### Work to complete
How many lines in the items below contain the string "foliage" (case-sensitive)? Reply with the number alone.

-------------------------

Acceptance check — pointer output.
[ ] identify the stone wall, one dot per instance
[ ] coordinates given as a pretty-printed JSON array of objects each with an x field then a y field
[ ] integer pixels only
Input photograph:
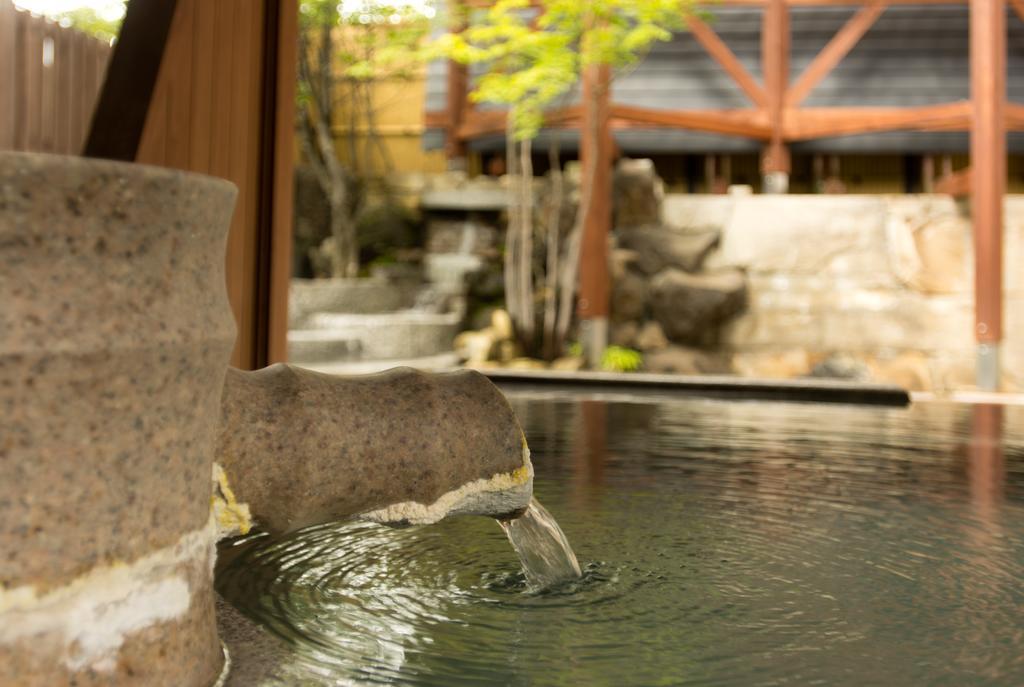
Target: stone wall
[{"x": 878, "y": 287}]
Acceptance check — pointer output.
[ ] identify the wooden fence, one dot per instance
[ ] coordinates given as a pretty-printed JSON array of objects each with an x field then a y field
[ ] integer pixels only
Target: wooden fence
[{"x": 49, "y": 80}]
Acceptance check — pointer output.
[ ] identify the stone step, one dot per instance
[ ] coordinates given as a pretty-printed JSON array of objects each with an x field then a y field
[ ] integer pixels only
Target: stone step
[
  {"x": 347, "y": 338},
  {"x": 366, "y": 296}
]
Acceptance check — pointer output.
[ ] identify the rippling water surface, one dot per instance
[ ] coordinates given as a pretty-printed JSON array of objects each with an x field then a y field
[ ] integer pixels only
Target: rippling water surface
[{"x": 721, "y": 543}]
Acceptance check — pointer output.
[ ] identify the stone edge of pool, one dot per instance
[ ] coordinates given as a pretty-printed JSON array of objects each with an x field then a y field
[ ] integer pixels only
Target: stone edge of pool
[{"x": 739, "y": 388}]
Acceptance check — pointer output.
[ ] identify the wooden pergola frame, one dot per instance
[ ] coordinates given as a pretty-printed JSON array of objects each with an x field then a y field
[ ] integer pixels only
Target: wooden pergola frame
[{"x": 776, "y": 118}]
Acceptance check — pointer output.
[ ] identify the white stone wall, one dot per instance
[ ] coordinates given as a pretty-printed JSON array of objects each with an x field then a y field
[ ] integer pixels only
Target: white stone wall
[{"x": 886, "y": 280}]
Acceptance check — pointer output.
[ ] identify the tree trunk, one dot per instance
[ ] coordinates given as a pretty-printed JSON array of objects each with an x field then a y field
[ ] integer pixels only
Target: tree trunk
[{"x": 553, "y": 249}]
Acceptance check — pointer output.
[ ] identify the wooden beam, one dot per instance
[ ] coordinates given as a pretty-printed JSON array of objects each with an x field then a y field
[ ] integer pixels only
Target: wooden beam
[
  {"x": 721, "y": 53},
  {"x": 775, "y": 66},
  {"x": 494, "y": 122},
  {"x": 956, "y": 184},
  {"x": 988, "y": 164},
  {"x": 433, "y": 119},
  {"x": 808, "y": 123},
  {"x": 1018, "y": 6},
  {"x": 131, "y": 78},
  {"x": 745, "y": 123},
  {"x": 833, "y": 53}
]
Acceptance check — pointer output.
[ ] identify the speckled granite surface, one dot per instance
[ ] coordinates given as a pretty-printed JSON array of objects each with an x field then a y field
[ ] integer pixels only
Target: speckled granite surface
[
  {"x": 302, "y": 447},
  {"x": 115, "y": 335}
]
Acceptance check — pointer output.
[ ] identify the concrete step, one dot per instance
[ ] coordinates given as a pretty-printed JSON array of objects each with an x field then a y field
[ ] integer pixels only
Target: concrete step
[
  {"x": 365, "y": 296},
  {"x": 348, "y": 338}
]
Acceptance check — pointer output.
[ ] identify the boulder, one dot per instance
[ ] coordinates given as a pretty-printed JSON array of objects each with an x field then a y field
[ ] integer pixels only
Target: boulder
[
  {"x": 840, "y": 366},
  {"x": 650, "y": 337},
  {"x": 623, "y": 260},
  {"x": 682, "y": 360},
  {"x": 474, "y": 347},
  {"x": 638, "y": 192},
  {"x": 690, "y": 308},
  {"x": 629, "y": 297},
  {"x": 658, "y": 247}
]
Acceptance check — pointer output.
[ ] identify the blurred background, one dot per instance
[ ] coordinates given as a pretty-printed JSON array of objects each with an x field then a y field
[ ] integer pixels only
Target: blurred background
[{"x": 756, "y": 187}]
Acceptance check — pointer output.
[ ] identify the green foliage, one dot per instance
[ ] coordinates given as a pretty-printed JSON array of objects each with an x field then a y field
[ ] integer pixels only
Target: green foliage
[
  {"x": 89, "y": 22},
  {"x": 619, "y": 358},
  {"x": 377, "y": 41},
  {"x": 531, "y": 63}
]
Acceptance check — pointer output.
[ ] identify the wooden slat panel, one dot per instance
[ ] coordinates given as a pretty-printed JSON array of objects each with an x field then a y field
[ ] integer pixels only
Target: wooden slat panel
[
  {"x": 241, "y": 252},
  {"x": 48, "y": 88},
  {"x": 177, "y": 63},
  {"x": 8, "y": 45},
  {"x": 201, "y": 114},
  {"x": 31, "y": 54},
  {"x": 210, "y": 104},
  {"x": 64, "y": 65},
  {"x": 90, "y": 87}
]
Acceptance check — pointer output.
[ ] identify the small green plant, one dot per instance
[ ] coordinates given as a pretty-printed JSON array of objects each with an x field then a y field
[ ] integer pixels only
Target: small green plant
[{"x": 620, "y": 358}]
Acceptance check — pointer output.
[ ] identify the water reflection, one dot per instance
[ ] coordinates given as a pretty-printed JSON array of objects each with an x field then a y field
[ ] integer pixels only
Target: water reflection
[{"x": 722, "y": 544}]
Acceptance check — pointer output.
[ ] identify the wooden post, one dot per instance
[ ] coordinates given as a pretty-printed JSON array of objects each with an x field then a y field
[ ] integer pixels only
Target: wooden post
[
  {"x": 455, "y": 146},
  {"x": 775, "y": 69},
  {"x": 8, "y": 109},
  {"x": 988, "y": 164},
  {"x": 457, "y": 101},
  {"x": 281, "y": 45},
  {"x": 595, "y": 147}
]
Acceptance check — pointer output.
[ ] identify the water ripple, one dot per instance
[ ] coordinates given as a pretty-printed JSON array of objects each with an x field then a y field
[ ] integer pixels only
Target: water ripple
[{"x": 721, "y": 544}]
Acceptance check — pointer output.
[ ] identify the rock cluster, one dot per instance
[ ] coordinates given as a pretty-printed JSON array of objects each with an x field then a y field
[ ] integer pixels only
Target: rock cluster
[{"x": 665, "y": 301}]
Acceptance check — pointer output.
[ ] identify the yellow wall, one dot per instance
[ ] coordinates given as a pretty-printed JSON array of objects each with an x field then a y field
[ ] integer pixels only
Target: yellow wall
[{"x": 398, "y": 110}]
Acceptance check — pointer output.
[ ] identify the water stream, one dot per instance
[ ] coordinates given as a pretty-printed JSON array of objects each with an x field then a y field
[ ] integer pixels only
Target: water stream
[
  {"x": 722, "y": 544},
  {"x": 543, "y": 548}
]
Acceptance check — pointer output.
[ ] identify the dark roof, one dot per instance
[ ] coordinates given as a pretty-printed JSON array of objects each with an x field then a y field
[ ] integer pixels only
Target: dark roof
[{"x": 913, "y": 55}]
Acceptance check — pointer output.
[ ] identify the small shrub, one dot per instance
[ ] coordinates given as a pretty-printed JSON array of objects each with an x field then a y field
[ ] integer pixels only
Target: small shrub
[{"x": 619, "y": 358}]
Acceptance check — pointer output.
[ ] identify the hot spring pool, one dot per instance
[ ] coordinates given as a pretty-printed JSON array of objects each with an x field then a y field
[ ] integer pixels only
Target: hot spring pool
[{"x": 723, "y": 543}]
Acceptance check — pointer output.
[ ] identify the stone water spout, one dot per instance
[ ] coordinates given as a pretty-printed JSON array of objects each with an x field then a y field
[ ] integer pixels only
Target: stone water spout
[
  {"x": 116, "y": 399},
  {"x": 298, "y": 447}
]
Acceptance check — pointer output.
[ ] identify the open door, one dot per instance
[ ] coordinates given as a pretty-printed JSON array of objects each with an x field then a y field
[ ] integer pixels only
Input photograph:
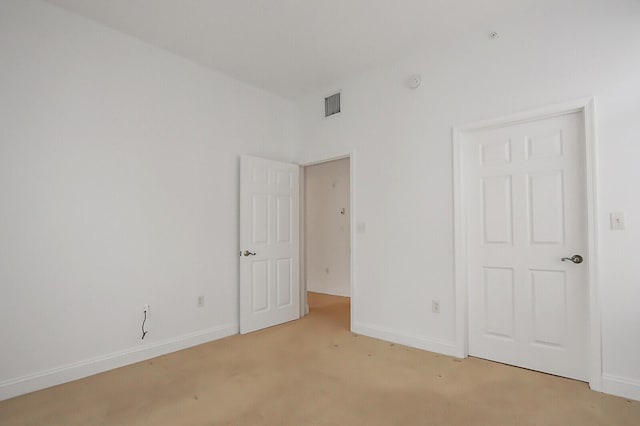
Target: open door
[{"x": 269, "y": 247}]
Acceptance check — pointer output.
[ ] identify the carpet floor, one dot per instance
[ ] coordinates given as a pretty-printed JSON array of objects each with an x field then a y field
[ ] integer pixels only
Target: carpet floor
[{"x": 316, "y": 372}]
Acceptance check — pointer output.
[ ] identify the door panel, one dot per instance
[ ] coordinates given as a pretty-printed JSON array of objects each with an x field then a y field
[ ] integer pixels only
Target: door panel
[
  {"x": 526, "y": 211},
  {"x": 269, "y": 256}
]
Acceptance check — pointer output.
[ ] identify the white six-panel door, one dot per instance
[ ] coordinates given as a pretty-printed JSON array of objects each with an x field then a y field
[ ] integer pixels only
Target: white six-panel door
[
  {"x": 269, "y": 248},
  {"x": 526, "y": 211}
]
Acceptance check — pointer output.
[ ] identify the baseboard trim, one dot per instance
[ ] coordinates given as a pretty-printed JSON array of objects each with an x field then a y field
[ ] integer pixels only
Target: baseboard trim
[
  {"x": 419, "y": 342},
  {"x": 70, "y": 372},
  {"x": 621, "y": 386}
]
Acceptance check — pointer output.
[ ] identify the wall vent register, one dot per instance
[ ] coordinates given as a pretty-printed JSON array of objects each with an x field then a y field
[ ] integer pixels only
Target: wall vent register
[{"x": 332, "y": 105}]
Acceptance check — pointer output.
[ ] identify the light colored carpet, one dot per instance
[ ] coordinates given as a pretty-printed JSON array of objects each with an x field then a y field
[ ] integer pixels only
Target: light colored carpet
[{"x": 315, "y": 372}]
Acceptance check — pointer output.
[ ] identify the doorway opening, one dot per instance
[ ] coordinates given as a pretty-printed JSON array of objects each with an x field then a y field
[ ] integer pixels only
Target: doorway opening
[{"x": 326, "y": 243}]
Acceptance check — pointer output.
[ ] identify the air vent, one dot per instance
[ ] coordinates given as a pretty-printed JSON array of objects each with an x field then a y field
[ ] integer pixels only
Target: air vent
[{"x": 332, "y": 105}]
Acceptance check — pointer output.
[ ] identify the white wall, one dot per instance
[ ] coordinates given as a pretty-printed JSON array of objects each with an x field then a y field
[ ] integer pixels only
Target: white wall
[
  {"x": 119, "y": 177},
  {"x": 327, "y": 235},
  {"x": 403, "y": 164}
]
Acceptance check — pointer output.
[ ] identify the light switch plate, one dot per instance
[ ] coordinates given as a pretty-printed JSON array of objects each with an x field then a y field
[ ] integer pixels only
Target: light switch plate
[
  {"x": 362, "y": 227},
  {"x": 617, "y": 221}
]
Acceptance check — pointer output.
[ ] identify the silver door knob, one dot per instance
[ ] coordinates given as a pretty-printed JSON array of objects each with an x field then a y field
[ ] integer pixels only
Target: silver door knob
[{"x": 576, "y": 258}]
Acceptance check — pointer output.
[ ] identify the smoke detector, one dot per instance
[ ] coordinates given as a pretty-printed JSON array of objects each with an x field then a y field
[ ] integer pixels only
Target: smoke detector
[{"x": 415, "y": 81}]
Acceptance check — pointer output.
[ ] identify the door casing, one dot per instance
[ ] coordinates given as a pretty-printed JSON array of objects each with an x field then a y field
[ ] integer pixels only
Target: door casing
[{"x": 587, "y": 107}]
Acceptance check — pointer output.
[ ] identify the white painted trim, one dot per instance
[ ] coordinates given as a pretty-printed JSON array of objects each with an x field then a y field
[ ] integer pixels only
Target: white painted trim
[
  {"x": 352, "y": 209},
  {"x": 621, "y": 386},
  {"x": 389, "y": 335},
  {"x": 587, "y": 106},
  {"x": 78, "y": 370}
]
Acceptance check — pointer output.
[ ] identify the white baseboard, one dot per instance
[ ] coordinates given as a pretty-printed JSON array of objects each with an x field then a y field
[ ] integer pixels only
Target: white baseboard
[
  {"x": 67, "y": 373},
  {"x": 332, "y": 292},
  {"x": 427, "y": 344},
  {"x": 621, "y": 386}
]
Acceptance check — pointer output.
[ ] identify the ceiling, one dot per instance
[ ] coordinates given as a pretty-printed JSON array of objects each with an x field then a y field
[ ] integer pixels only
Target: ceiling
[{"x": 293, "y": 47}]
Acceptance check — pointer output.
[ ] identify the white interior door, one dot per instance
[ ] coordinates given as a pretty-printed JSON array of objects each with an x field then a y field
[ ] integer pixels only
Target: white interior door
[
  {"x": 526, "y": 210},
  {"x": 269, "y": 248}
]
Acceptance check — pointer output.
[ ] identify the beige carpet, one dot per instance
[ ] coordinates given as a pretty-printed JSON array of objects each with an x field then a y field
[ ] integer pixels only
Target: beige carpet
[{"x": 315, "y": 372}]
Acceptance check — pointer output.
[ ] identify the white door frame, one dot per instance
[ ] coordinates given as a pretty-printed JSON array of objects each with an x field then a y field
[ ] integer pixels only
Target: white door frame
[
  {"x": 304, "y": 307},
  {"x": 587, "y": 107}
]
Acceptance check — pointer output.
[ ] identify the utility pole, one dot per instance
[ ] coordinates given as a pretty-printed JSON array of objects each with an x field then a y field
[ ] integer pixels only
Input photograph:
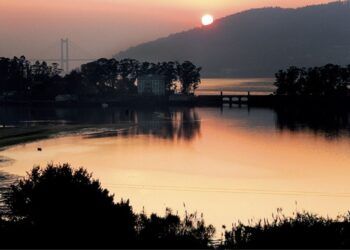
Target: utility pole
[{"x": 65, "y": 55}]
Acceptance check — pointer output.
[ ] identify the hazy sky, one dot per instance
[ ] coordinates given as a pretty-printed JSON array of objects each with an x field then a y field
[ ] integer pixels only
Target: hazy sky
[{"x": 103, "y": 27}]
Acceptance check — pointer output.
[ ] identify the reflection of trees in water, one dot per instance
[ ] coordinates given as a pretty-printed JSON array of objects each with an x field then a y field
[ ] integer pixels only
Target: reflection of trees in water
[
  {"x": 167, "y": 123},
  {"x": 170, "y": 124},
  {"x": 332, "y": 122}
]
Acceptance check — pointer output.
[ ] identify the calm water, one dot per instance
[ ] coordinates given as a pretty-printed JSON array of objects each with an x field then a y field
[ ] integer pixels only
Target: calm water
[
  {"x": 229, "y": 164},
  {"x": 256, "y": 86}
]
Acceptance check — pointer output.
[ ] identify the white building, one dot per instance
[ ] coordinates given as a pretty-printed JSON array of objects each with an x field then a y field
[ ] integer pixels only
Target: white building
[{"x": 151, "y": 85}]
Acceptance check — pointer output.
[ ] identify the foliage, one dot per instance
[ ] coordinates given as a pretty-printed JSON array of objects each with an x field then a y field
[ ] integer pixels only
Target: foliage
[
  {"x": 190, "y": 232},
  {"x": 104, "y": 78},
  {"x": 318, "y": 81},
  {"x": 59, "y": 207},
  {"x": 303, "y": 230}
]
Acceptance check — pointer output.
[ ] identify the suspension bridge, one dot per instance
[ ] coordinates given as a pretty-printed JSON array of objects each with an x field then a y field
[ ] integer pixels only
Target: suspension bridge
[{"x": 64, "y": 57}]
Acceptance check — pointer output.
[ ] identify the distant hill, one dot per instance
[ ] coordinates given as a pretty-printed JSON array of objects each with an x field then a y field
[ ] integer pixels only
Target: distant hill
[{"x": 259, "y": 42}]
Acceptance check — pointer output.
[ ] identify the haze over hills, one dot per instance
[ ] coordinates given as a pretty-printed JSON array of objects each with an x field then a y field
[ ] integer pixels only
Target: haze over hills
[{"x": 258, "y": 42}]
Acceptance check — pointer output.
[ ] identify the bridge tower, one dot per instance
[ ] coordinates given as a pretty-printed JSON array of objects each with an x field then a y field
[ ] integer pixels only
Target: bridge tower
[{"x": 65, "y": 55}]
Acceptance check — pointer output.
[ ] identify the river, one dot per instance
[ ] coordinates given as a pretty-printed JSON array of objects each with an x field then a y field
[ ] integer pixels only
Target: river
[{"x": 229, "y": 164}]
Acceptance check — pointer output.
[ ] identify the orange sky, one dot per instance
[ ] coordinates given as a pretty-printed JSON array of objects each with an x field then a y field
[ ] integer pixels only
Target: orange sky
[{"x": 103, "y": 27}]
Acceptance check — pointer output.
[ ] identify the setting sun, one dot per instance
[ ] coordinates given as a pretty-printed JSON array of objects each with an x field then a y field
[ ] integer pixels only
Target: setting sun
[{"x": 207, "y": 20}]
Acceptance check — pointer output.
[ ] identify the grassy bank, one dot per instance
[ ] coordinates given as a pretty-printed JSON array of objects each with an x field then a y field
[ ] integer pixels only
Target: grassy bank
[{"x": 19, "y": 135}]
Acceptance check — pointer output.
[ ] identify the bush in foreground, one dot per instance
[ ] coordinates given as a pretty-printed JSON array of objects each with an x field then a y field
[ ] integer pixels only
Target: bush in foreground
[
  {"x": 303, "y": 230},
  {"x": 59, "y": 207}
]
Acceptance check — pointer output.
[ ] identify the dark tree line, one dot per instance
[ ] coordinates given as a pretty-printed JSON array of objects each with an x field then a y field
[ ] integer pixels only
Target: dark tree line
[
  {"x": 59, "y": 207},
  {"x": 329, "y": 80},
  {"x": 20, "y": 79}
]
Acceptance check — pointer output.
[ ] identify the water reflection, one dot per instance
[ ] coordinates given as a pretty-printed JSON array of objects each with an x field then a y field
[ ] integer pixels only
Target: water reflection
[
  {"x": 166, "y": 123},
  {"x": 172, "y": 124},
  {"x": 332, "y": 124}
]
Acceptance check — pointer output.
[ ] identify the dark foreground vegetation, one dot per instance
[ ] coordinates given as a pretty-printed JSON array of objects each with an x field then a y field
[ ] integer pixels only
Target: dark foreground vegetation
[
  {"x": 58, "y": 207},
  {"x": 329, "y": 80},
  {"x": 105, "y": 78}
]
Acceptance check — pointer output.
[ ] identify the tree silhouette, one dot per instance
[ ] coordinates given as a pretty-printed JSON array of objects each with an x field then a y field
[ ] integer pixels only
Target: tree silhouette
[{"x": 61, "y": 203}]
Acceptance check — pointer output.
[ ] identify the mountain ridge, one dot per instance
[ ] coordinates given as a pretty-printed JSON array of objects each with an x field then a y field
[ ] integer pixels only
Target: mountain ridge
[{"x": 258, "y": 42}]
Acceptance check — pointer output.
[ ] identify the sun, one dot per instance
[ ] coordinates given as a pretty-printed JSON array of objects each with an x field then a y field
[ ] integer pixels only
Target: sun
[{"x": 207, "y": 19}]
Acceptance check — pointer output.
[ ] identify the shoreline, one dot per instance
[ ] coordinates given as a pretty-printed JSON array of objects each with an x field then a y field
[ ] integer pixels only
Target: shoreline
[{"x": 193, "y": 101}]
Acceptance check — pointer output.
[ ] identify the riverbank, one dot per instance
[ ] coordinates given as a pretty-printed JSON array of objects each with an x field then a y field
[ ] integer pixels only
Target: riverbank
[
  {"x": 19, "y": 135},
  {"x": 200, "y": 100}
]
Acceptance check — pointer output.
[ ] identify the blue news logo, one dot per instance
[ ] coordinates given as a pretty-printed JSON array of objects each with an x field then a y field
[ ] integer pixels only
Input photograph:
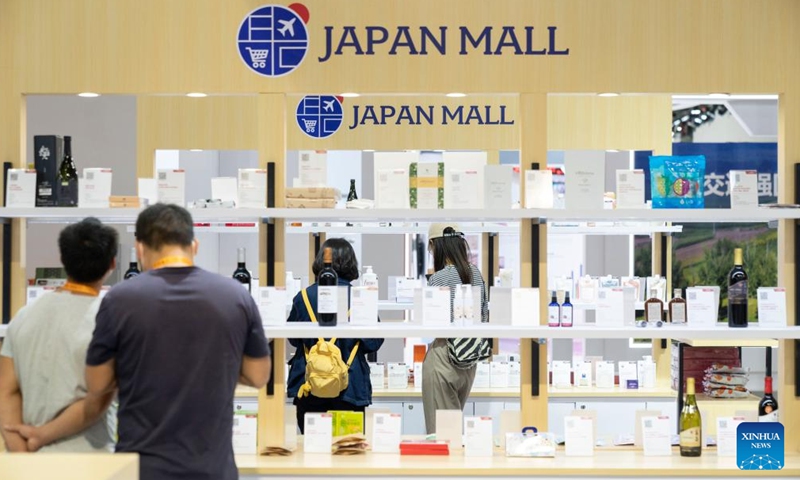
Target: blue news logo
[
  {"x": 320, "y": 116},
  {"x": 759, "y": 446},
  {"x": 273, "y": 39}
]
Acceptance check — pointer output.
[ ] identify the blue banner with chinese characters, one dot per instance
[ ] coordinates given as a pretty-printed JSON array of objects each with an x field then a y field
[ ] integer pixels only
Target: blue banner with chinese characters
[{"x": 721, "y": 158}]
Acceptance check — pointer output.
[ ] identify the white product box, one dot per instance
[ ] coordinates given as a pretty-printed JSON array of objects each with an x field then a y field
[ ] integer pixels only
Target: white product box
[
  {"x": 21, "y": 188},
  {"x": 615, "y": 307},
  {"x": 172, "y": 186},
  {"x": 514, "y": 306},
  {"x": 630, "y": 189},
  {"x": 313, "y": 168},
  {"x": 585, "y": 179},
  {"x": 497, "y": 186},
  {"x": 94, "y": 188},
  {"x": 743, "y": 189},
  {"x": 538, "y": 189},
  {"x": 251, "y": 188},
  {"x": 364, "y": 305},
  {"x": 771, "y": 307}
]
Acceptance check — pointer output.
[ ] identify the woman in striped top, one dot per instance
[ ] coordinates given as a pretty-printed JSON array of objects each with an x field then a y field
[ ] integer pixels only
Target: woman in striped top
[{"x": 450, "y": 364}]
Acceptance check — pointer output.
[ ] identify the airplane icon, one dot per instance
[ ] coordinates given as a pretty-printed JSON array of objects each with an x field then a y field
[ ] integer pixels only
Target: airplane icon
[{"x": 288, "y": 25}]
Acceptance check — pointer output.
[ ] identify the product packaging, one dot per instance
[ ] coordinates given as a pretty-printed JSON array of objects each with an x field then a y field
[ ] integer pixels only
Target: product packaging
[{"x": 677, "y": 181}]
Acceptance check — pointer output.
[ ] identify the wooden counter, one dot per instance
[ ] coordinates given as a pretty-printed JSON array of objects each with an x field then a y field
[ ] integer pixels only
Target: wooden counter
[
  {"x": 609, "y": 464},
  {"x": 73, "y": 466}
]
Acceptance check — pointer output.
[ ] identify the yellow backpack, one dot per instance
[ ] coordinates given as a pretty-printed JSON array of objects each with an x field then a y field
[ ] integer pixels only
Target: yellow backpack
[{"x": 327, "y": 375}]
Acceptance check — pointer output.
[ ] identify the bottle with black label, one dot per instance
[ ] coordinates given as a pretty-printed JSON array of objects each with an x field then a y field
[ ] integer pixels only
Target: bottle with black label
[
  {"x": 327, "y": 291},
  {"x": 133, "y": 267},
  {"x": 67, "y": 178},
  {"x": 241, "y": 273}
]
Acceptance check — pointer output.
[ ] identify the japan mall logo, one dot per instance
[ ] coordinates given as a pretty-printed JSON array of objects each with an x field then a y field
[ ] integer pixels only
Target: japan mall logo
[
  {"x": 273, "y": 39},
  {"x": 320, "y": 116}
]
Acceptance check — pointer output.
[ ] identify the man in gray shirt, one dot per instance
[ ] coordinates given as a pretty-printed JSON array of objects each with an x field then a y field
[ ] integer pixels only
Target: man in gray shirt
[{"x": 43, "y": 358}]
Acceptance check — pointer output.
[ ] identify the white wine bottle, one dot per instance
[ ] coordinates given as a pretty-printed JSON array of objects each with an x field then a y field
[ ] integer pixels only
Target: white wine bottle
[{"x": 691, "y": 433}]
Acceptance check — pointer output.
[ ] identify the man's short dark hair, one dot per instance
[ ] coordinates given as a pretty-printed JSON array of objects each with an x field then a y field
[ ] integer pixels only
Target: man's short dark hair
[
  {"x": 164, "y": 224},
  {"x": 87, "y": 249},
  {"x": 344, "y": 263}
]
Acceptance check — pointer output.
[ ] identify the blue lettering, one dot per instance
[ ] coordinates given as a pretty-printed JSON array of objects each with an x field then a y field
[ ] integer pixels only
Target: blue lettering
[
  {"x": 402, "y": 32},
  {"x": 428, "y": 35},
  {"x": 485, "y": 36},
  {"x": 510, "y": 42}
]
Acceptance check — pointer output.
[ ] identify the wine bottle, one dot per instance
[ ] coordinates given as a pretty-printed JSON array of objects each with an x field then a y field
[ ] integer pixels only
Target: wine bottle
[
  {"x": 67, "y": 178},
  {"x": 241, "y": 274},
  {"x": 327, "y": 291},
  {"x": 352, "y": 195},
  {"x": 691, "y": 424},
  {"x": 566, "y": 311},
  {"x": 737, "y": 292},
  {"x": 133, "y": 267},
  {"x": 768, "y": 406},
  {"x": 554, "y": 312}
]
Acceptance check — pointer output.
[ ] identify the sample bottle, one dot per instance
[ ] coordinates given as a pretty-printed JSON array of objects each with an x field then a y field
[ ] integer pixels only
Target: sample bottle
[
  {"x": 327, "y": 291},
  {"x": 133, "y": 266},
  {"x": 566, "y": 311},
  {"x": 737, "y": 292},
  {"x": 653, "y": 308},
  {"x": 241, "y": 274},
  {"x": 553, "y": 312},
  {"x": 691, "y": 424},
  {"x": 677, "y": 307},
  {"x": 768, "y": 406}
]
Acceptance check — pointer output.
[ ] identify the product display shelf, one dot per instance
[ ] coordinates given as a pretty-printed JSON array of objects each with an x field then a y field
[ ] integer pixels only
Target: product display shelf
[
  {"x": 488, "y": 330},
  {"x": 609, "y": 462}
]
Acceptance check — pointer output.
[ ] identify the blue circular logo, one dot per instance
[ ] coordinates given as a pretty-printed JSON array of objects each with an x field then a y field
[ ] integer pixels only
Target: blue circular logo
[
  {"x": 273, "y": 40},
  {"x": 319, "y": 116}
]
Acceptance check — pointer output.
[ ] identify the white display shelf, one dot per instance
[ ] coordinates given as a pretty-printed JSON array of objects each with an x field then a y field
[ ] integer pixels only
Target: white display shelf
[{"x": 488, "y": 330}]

-------------------------

### Response to the task
4